» TASK TO CARRY OUT
Select every line in the entries below that contains the word "stone" and copy each one out in full.
** BEGIN PROVIDED RECORDS **
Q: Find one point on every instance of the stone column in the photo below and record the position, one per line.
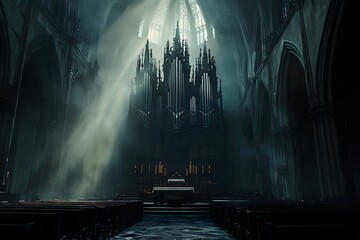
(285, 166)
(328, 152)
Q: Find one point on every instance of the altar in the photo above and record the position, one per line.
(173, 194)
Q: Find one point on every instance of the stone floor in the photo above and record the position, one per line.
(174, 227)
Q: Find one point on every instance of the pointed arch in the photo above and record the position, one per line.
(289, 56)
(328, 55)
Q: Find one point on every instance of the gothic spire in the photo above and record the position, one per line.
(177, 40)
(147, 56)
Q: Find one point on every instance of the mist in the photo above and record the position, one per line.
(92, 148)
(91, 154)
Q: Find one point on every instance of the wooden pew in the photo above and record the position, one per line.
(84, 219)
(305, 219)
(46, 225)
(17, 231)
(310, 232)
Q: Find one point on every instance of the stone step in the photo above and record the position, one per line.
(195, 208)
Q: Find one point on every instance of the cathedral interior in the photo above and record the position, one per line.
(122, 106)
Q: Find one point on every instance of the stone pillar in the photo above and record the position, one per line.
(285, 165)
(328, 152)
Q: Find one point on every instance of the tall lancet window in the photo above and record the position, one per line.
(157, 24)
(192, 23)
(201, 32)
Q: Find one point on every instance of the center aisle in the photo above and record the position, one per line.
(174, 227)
** END PROVIDED RECORDS **
** BEGIN PROVIDED RECORDS **
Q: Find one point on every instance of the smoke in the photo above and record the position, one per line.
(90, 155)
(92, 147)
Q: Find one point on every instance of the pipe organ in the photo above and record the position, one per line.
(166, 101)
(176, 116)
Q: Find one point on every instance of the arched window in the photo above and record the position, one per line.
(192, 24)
** END PROVIDED RECORDS **
» WRITTEN RESPONSE
Q: Find one point on every instance of the stone column in the photo below and record the position, one per line.
Q: Find one point on every instance of the stone floor in the photo above and record the position, one per line.
Q: Find one point on every instance of the stone step in the photo above and record the position, one per line.
Q: Find one point on every instance of the stone pillar in the photo above and record the position, one per line.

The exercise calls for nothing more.